* **AIM OF THE EXERCISE**: Rewrite every line of the records below as a numbered list, skipping blank lines and leaving out the pictures.

---- DATASET RECORDS

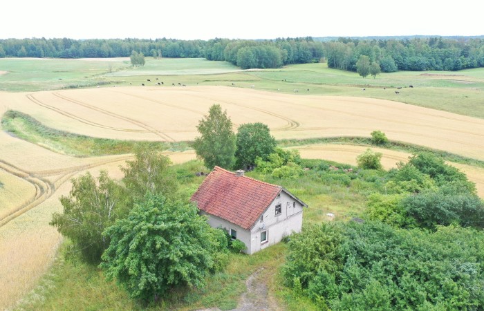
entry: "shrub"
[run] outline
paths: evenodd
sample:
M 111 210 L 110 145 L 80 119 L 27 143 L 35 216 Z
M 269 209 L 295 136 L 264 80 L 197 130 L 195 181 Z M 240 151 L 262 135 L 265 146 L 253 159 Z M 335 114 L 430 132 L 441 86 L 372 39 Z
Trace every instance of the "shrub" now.
M 365 169 L 382 169 L 382 154 L 380 152 L 374 152 L 370 148 L 368 148 L 366 151 L 358 156 L 356 158 L 356 162 L 358 163 L 358 167 Z
M 381 131 L 373 131 L 371 133 L 371 141 L 375 144 L 386 144 L 388 142 L 388 138 L 384 133 Z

--------

* **TASK ANSWER**:
1. entry: "shrub"
2. [run] outline
3. paths: evenodd
4. sample:
5. M 111 210 L 110 145 L 80 119 L 27 143 L 35 216 Z
6. M 269 209 L 295 136 L 264 80 L 197 130 L 195 181 Z M 240 151 L 262 135 L 265 146 L 253 159 Z M 335 114 L 430 132 L 441 86 L 372 39 Z
7. Trace every instance of the "shrub" now.
8. M 365 169 L 382 169 L 382 154 L 380 152 L 374 152 L 370 148 L 368 148 L 366 151 L 358 156 L 356 158 L 356 162 L 358 163 L 358 167 Z
9. M 381 131 L 373 131 L 371 133 L 371 141 L 375 144 L 386 144 L 388 142 L 388 138 L 384 133 Z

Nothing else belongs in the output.